BRIEF:
In the outage report below, reproduce word for word the passage that begins at the words "Incidents/20151105-LabsOutage" and ends after the words "data was lost.".

TEXT PASSAGE:
........
Incidents/20151105-LabsOutage

Summary

On 2015-11-05 at around 17:10, the VM partition of labvirt1002 filled up. This resulted in many of the hosted instances switching into a 'paused' state and becoming unreachable. One big instance was deleted and a few others migrated off, the affected instances unpaused, and full service restored by 17:45. Other than the disposable instance sacrificed to make space, no data was lost.

A netsplit on freenode slightly delayed response to this incident.

Timeline

[earlier] Labvirt1002 has more than 100Gb of free space. Ebernardson creates an elastic search instance, estest1003, and the nova scheduler places it on Labvirt1002 because the overprovisioning rules permit it. estest1003 starts to sync with the search cluster and starts gobbling Gbs of disk space.
[17:03] Ebernardson reports that estest1003 appears to have 'disappeared'
[17:10] Hashar reports that some CI vms are misbehaving. Coren responds and determines that affected instances are all on labvirt1002.
........
RECORDS:
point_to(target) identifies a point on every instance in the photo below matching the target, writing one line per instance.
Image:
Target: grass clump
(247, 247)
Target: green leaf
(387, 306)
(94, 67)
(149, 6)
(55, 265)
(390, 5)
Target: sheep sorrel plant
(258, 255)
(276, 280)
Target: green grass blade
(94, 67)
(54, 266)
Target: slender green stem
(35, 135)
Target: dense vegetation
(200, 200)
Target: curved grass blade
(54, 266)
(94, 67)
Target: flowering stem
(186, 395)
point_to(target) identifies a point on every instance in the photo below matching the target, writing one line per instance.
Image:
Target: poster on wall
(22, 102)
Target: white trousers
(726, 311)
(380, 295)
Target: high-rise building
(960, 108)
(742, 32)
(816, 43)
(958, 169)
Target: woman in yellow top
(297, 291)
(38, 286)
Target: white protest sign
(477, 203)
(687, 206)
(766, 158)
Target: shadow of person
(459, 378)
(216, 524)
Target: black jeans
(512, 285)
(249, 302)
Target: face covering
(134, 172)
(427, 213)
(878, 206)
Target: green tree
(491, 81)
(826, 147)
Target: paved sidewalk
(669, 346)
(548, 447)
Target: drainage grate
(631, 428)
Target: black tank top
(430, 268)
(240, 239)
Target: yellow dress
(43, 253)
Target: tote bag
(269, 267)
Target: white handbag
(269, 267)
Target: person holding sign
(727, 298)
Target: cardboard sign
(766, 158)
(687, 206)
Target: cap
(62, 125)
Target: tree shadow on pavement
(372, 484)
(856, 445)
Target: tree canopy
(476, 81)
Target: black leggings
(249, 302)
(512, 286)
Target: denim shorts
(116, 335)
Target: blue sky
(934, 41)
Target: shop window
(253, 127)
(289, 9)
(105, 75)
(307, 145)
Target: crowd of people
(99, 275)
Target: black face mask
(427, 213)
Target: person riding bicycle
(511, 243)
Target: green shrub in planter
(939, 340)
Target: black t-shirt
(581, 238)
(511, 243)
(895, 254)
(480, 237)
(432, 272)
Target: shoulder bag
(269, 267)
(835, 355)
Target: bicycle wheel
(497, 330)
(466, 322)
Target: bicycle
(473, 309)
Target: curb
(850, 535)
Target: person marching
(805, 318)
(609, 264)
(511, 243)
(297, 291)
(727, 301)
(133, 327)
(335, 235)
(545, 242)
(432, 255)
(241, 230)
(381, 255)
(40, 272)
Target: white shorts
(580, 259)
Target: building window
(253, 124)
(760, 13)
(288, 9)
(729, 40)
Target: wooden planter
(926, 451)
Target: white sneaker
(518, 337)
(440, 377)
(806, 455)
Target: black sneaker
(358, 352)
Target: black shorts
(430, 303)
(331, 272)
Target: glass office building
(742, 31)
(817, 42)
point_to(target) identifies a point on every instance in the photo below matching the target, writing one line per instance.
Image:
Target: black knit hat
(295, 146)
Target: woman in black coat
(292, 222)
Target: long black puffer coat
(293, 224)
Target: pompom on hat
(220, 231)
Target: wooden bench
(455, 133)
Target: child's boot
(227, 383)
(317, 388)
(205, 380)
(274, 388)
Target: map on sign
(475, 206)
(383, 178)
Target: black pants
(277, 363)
........
REPLY:
Incidents/20151105-LabsOutage

Summary

On 2015-11-05 at around 17:10, the VM partition of labvirt1002 filled up. This resulted in many of the hosted instances switching into a 'paused' state and becoming unreachable. One big instance was deleted and a few others migrated off, the affected instances unpaused, and full service restored by 17:45. Other than the disposable instance sacrificed to make space, no data was lost.